> **KETENTUAN TUGAS A**: Bisakah kamu menulis ulang bagian surat permohonan maaf di bawah yang dibuka dengan kata-kata "Kamis, 11 Agustus" dan ditutup dengan "waktu. tanpa jeda.", sambil menukar "ibu" dengan "nenek"?

Kamis, 11 Agustus 2011

Permohonan Maafku (andai kau tahu,,,)

Teruntuk : Tuan Davagra

dulu sekali, saat aku masih kecil, ibu sering bercerita tentang bulan, tentang bintang, tentang matahari, tentang langit, tentang bumi, tentang semua yang ku tahu bahwa itu indah. setiap hari ibu bercerita tentang itu semua, tanpa lelah, tanpa mempedulikan rasa kantuknya. setiap malam, setiap siang, setiap waktu. tanpa jeda.

hari ini, di senja ini, ditemani guratan senja dan aroma melati, aku duduk membeku dengan pena dan kertas. hari ini aku berjanji akan bercerita pada ibu. ingin rasanya aku kembali bercerita tentang bulan, tentang bintang, tentang matahari, tentang langit, tentang bumi, tentang semua yang ku tahu bahwa itu indah. tapi Tuhan tak memberikanku itu semua, tak satupun. Tuhan tak memberiku mata, Tuhan tak memberiku suara, Tuhan bahkan tak memberiku telinga. Tuhan hanya beriku sepotong hati. hati yang beberapa waktu lalu tak lagi berfungsi. ia mati. seiring dengan kau yang pergi.

aku masih di sini, di senja yang jingga bersama aroma melati. masih memegang pena dan kertas. ibu terlalu lama menungguku untuk bercerita, ibu lelah, ibu letih. dan kini aku sendirian. beku. alam dan kau mengutukku.

masih dengan keadaan yang sama. aku duduk sendiri, benar-benar sendiri. tidakkah kau ingin datang dan menemaniku sebentar ? kurasa tidak. bisa ku lihat tatap benci itu.

> **KETENTUAN TUGAS B**: Baris mana saja di daftar berikut yang memuat kata "clicks"? Tampilkan semua baris itu, dan bedakan huruf besar dari huruf kecil.

> **INFORMASI TERSEDIA**:
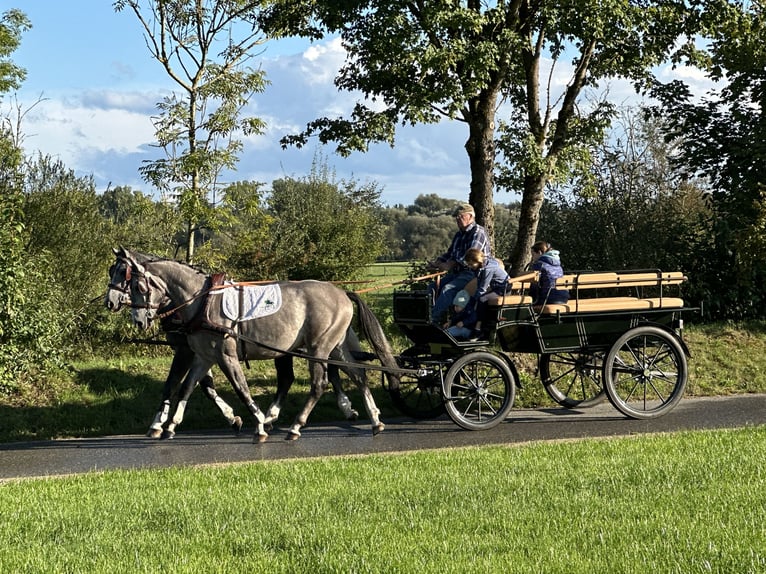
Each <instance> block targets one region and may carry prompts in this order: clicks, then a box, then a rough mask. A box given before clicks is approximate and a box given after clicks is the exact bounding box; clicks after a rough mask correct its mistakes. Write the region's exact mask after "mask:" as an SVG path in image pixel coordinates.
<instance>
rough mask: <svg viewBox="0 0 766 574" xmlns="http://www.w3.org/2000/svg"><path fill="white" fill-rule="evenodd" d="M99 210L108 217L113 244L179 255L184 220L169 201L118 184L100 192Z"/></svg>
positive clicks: (159, 252) (135, 249) (141, 249)
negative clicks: (180, 234)
mask: <svg viewBox="0 0 766 574" xmlns="http://www.w3.org/2000/svg"><path fill="white" fill-rule="evenodd" d="M97 209H98V213H99V214H100V215H101V216H102V217H103V218H104V219H105V220H106V222H105V223H106V224H107V228H108V231H107V234H108V236H109V237H110V238H111V244H112V246H113V247H118V246H120V245H122V246H124V247H128V248H130V249H135V250H137V251H142V252H144V253H153V254H156V255H165V256H168V257H176V256H177V255H178V254H177V249H178V248H179V244H178V242H177V241H176V234H177V231H178V229H179V228H180V227H181V226H182V225H183V222H182V221H181V219H180V217H179V214H178V212H177V211H176V210H175V209H174V208H173V206H171V205H169V204H168V203H166V202H155V201H154V200H153V199H152V198H151V197H150V196H148V195H144V194H143V193H141V192H140V191H137V190H134V189H131V188H130V186H119V185H118V186H116V187H110V188H109V189H107V190H106V191H104V192H103V193H102V194H100V195H98V197H97Z"/></svg>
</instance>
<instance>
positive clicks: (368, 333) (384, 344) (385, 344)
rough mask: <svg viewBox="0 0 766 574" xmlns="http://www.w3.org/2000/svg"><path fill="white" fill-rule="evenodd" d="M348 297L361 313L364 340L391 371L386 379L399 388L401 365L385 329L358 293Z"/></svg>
mask: <svg viewBox="0 0 766 574" xmlns="http://www.w3.org/2000/svg"><path fill="white" fill-rule="evenodd" d="M346 295H348V298H349V299H351V301H353V302H354V303H355V304H356V308H357V309H358V311H359V324H360V325H361V327H362V332H363V333H364V338H365V339H367V341H369V343H370V344H371V345H372V348H373V350H374V351H375V354H376V355H377V356H378V359H380V362H381V363H382V364H383V366H384V367H386V368H387V369H389V371H387V372H386V378H388V381H389V384H391V385H392V387H398V386H399V377H398V376H397V375H396V372H397V371H398V370H399V365H398V364H397V362H396V358H394V353H393V351H392V350H391V344H390V343H389V342H388V339H387V338H386V334H385V333H384V332H383V327H382V326H381V325H380V321H378V318H377V317H376V316H375V313H373V312H372V309H370V308H369V307H368V306H367V303H365V302H364V301H363V300H362V299H361V297H359V295H358V294H357V293H352V292H350V291H347V292H346Z"/></svg>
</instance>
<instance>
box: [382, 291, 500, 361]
mask: <svg viewBox="0 0 766 574" xmlns="http://www.w3.org/2000/svg"><path fill="white" fill-rule="evenodd" d="M431 306H432V298H431V294H430V292H428V291H426V290H417V291H396V292H394V322H395V323H396V325H397V326H398V327H399V330H400V331H401V332H402V333H403V334H404V335H405V336H406V337H407V338H408V339H409V340H410V341H412V343H413V344H414V345H415V346H416V347H419V348H422V349H423V350H424V351H427V352H429V353H430V354H432V355H434V356H436V357H442V356H454V355H456V354H462V353H464V352H465V351H466V350H470V349H472V348H475V347H483V346H486V345H487V342H486V341H458V340H456V339H455V338H453V337H451V336H450V335H449V333H447V332H446V331H445V330H444V329H442V328H441V327H440V326H439V325H435V324H433V323H431Z"/></svg>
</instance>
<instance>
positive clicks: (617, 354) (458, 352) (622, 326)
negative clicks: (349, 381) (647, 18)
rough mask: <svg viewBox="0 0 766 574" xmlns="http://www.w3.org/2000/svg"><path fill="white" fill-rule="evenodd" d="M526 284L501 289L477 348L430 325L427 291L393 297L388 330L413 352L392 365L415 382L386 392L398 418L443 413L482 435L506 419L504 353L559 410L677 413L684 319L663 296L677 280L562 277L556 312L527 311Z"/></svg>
mask: <svg viewBox="0 0 766 574" xmlns="http://www.w3.org/2000/svg"><path fill="white" fill-rule="evenodd" d="M534 280H535V274H534V273H530V274H528V275H525V276H520V277H515V278H513V279H510V280H509V283H508V286H507V289H506V294H505V296H504V297H501V298H500V299H499V300H498V301H496V302H495V305H494V306H493V307H490V308H489V309H490V311H489V316H488V317H486V318H485V326H486V327H489V336H488V337H486V339H485V340H477V341H458V340H456V339H454V338H453V337H451V336H450V335H449V333H447V332H446V331H445V330H444V329H442V328H440V327H439V326H438V325H434V324H433V323H432V322H431V321H430V305H431V295H430V294H429V292H428V290H427V289H422V288H421V289H417V288H416V289H408V290H399V291H396V292H395V293H394V301H393V302H394V320H395V322H396V324H397V325H398V327H399V329H400V330H401V331H402V332H403V333H404V334H405V335H406V336H407V337H408V338H409V339H410V341H411V342H412V343H413V345H412V346H411V347H410V348H408V349H406V350H405V351H404V352H402V353H401V355H400V356H399V357H398V359H399V363H400V365H402V366H403V367H406V368H407V369H409V370H410V371H411V372H416V373H418V374H417V375H415V376H408V375H406V374H405V375H403V376H402V378H401V381H400V385H399V387H398V388H395V389H389V391H390V393H391V396H392V399H393V401H394V403H395V404H396V405H397V406H398V408H399V409H400V410H402V411H403V412H405V413H407V414H409V415H411V416H422V417H432V416H435V415H437V414H439V413H441V412H443V411H444V409H446V411H447V413H448V414H449V416H450V417H451V418H452V419H453V420H454V421H455V423H457V424H458V425H460V426H461V427H463V428H465V429H470V430H479V429H489V428H492V427H493V426H495V425H497V424H499V423H500V422H502V421H503V420H504V419H505V418H506V417H507V416H508V414H509V412H510V410H511V408H512V406H513V402H514V398H515V392H516V389H517V387H518V386H519V384H520V383H519V375H518V371H517V369H516V367H515V365H514V362H513V360H512V358H511V354H513V353H534V354H536V355H538V356H539V362H538V371H539V373H540V378H541V379H542V383H543V386H544V387H545V390H546V391H547V393H548V395H549V396H550V397H551V398H552V399H553V400H554V401H555V402H556V403H558V404H560V405H562V406H564V407H567V408H585V407H588V406H592V405H595V404H597V403H599V402H601V401H602V400H604V398H605V397H608V398H609V400H610V401H611V402H612V404H613V405H614V406H615V407H616V408H617V409H618V410H619V411H620V412H622V413H623V414H625V415H626V416H628V417H632V418H641V419H647V418H654V417H658V416H661V415H663V414H665V413H667V412H668V411H670V410H671V409H672V408H673V407H674V406H675V405H676V404H677V403H678V401H679V400H680V398H681V396H682V395H683V392H684V388H685V387H686V381H687V363H686V357H687V356H688V355H689V351H688V348H687V346H686V344H685V343H684V341H683V339H682V337H681V331H682V329H683V319H682V314H683V312H685V311H687V312H688V311H690V310H691V309H690V308H688V307H685V305H684V301H683V300H682V299H680V298H679V297H678V296H677V293H672V292H671V290H677V289H678V288H679V286H680V285H681V284H682V283H683V282H684V281H685V280H686V278H685V277H684V276H683V274H682V273H680V272H662V271H659V270H641V271H626V272H607V273H596V272H583V273H574V274H571V275H566V276H564V277H562V278H560V279H559V280H558V281H557V284H556V286H557V288H559V289H566V290H568V291H569V292H570V295H571V299H570V301H569V302H568V303H566V304H556V305H547V304H543V305H533V304H532V298H531V297H530V296H529V295H528V294H527V292H528V290H529V286H530V285H531V283H532V282H533V281H534ZM421 287H423V286H421ZM673 295H676V296H673Z"/></svg>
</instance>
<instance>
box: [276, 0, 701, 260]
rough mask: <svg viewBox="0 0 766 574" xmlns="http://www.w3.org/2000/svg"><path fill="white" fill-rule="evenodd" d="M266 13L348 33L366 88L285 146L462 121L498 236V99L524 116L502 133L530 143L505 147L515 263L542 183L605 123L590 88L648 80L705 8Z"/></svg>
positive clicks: (525, 237)
mask: <svg viewBox="0 0 766 574" xmlns="http://www.w3.org/2000/svg"><path fill="white" fill-rule="evenodd" d="M263 15H264V18H263V20H262V22H263V26H264V29H265V30H267V31H269V32H271V33H273V34H301V35H304V36H307V37H311V38H319V37H322V35H323V34H325V33H330V34H339V35H340V37H341V39H342V41H343V45H344V47H345V48H346V50H347V52H348V56H347V59H346V63H345V65H344V66H343V68H342V69H341V70H340V71H339V74H338V76H337V77H336V79H335V84H336V86H337V87H338V88H339V89H342V90H348V91H358V92H361V94H362V95H363V96H364V101H360V102H358V103H357V104H356V106H355V107H354V109H353V111H352V112H351V115H350V118H342V117H341V118H328V117H325V118H319V119H317V120H314V121H313V122H311V123H310V124H309V125H308V126H307V127H306V129H305V130H304V131H303V132H302V133H300V134H297V135H289V136H287V137H285V138H283V140H282V141H283V145H290V144H295V145H299V146H300V145H304V144H305V143H306V142H307V138H308V137H310V136H313V135H317V136H318V137H319V140H320V141H322V142H323V143H326V142H330V141H334V142H338V147H337V150H338V152H340V153H342V154H347V153H350V152H351V151H355V150H357V151H366V149H367V146H368V145H369V143H370V142H373V141H384V142H388V143H389V144H391V145H393V144H394V136H395V130H396V127H397V125H399V124H413V125H414V124H418V123H435V122H438V121H440V120H441V119H442V118H449V119H452V120H458V121H462V122H464V123H465V124H466V125H467V128H468V138H467V141H466V144H465V148H466V152H467V153H468V157H469V162H470V169H471V192H470V196H469V201H470V203H472V204H473V205H474V206H475V208H476V210H477V219H478V220H479V222H480V223H483V224H484V225H485V227H487V230H488V232H489V233H490V236H491V237H492V236H494V225H495V222H494V196H493V194H494V169H495V162H496V146H495V126H496V120H497V116H498V113H499V110H500V112H501V113H502V114H506V113H507V114H508V115H509V116H510V117H512V118H515V119H516V121H515V122H513V125H514V126H515V128H517V129H515V130H514V131H513V132H511V131H509V130H506V134H505V135H506V137H513V138H514V139H515V141H517V142H518V144H517V145H516V146H515V147H516V148H517V149H519V150H522V151H523V153H522V154H509V153H506V157H507V158H508V159H509V161H513V162H516V163H517V164H518V166H519V170H520V174H521V177H520V178H519V181H520V182H521V187H520V188H518V189H516V191H518V192H521V193H522V203H521V213H520V224H519V234H518V241H517V242H516V246H515V250H514V252H513V255H512V259H513V266H514V268H515V269H519V268H520V267H522V266H523V265H525V264H526V262H527V261H528V259H529V250H530V247H531V245H532V242H533V241H534V236H535V232H536V228H537V222H538V213H539V210H540V207H541V205H542V201H543V194H544V190H545V185H546V183H547V182H548V181H550V180H551V179H553V178H554V177H555V175H556V173H557V172H560V171H561V170H562V169H563V166H562V164H563V163H564V162H565V160H566V159H567V151H568V150H570V149H571V148H572V147H573V146H576V145H577V144H578V142H580V141H582V139H583V138H588V137H590V136H591V135H593V134H598V132H599V130H601V129H603V128H604V127H605V125H606V123H605V120H606V118H608V116H609V112H610V108H609V107H608V106H607V105H606V104H605V103H603V102H602V103H601V104H599V105H596V106H595V107H594V108H593V109H591V110H590V111H587V112H586V111H585V110H583V109H580V108H579V107H578V101H579V98H580V97H581V95H582V93H583V90H585V89H586V88H596V87H597V86H598V84H599V82H602V81H604V80H607V79H610V78H614V77H624V78H628V79H630V80H633V81H634V82H635V83H636V84H637V85H639V86H645V85H646V82H647V81H648V80H649V78H650V77H651V72H650V70H651V69H652V67H654V66H656V65H658V64H659V63H660V62H662V61H664V60H665V59H668V58H673V57H677V56H676V54H678V53H683V51H684V50H686V51H688V49H689V48H688V45H689V44H691V43H692V42H693V37H694V33H695V31H696V29H695V28H694V25H695V24H694V23H695V22H696V20H695V18H696V17H697V16H698V8H697V6H696V3H688V2H684V1H681V0H678V1H673V0H658V1H655V2H651V1H648V0H642V1H638V2H637V1H635V0H608V1H604V0H565V1H558V2H551V1H545V0H543V1H540V2H531V1H529V0H499V1H497V2H483V1H481V0H428V1H426V0H415V1H413V0H360V1H355V2H334V1H329V0H328V1H317V0H295V1H292V2H278V3H274V4H273V5H272V6H271V7H270V9H269V10H267V11H265V12H264V14H263ZM564 59H566V60H569V62H570V63H571V71H570V73H569V76H568V79H567V81H566V87H565V88H564V89H563V92H562V93H561V94H557V93H554V92H550V91H549V92H548V94H547V95H546V94H545V93H543V90H541V84H543V85H546V86H548V87H550V86H551V85H552V83H553V81H552V76H551V75H549V76H548V78H547V80H543V81H541V78H542V77H543V74H545V71H546V67H547V66H546V64H547V63H549V62H553V63H554V64H555V63H557V62H559V61H561V60H564ZM551 73H552V72H551ZM559 73H560V72H559ZM502 103H506V104H507V107H503V108H501V104H502ZM506 110H507V111H506ZM511 147H512V146H511ZM511 147H506V150H509V149H511Z"/></svg>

> **PENYELESAIAN TUGAS A**:
Kamis, 11 Agustus 2011

Permohonan Maafku (andai kau tahu,,,)

Teruntuk : Tuan Davagra

dulu sekali, saat aku masih kecil, nenek sering bercerita tentang bulan, tentang bintang, tentang matahari, tentang langit, tentang bumi, tentang semua yang ku tahu bahwa itu indah. setiap hari nenek bercerita tentang itu semua, tanpa lelah, tanpa mempedulikan rasa kantuknya. setiap malam, setiap siang, setiap waktu. tanpa jeda.

> **PENYELESAIAN TUGAS B**:
Each <instance> block targets one region and may carry prompts in this order: clicks, then a box, then a rough mask. A box given before clicks is approximate and a box given after clicks is the exact bounding box; clicks after a rough mask correct its mistakes. Write the region's exact mask after "mask:" as an SVG path in image pixel coordinates.
positive clicks: (159, 252) (135, 249) (141, 249)
negative clicks: (180, 234)
positive clicks: (368, 333) (384, 344) (385, 344)
positive clicks: (617, 354) (458, 352) (622, 326)
negative clicks: (349, 381) (647, 18)
positive clicks: (525, 237)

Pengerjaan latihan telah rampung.